◆ **SELECTED EXCERPT**

[start]

Here is a compacted console output showing the two interactions. The first is the _msearch request and response for the index pattern this-is-my-index-*,-*also* showing no results. The second is the _msearch request and response for the index pattern this-is-my-index-* with the added query NOT _index: *also* added to remove records in the undesired index. You'll see that there are results in the second response that are only in the desired index this-is-my-index-*.

Request

POST https://example.com:5601/elasticsearch/_msearch
{
  "index": [
    "this-is-my-index-*,-*also*"
  ],
  "ignore_unavailable": true,
  "preference": 1520949814359
}
{
  "version": true,
  "size": 500,
  "sort": [
    {
      "@timestamp": {
        "order": "desc",
        "unmapped_type": "boolean"
      }
    }
  ],
  "_source": {
    "excludes": []
  },
  "aggs": {
    "2": {
      "date_histogram": {
        "field": "@timestamp",
        "interval": "30m",
        "time_zone": "America/Chicago",
        "min_doc_count": 1
      }
    }
  },
  "stored_fields": [
    "*"

[end]

◆ **DATASET EXTRACT**

[start]

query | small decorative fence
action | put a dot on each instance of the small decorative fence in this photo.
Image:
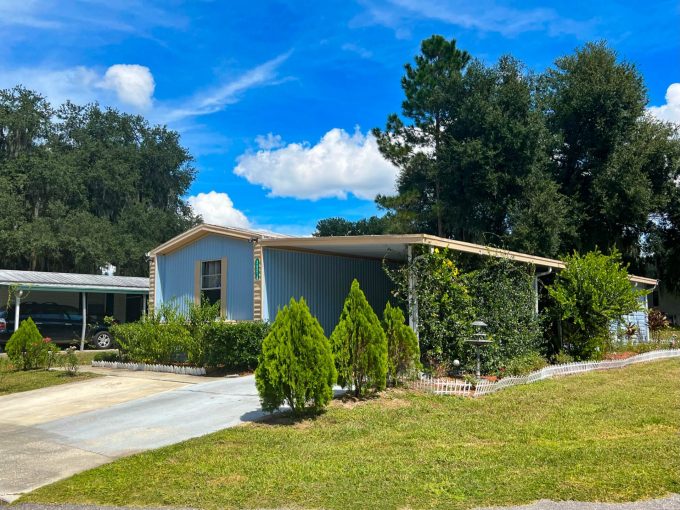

[end]

◆ **WHAT TO WORK ON**
A – Quote everything in the Elasticsearch _msearch console excerpt from "Here is a compacted" down to "desired index this-is-my-index-*.".
B – List every key set inside the "date_histogram" object in the Elasticsearch _msearch console excerpt.
C – Write what comes next in the Elasticsearch _msearch console excerpt, starting after its last line.

◆ **ANSWER LIST**
A –
Here is a compacted console output showing the two interactions. The first is the _msearch request and response for the index pattern this-is-my-index-*,-*also* showing no results. The second is the _msearch request and response for the index pattern this-is-my-index-* with the added query NOT _index: *also* added to remove records in the undesired index. You'll see that there are results in the second response that are only in the desired index this-is-my-index-*.

B –
field
interval
time_zone
min_doc_count

C –
  ],
  "script_fields": {},
  "docvalue_fields": [
    "@received_at",
    "@timestamp",
    "journal.source_realtime_timestamp",
    "log.@timestamp",
    "received_at"
  ],
  "query": {
    "bool": {
      "must": [
        {
          "match_all": {}
        },
        {
          "range": {
            "@timestamp": {
              "gte": 1520864079230,
              "lte": 1520950479230,
              "format": "epoch_millis"
            }
          }
        }
      ],
      "filter": [],
      "should": [],
      "must_not": []
    }
  },
  "highlight": {
    "pre_tags": [
      "@kibana-highlighted-field@"
    ],
    "post_tags": [
      "@/kibana-highlighted-field@"
    ],
    "fields": {
      "*": {}
    },
    "fragment_size": 2147483647
  }
}

Response

{
  "responses": [
    {
      "took": 0,
      "timed_out": false,
      "_shards": {
        "total": 0,
        "successful": 0,
        "skipped": 0,
        "failed": 0
      },
      "hits": {
        "total": 0,
        "max_score": 0.0,
        "hits": []
      },
      "status": 200
    }
  ]
}

and here is the request using the simplified index pattern this-is-my-index-* that matches data in both indexes but manually filtering out data from the undesired index:

Request

https://example.com:5601/elasticsearch/_msearch
{
  "index": [
    "this-is-my-index-*"
  ],
  "ignore_unavailable": true,
  "preference": 1520949814359
}
{
  "version": true,
  "size": 500,
  "sort": [
    {
      "@timestamp": {
        "order": "desc",
        "unmapped_type": "boolean"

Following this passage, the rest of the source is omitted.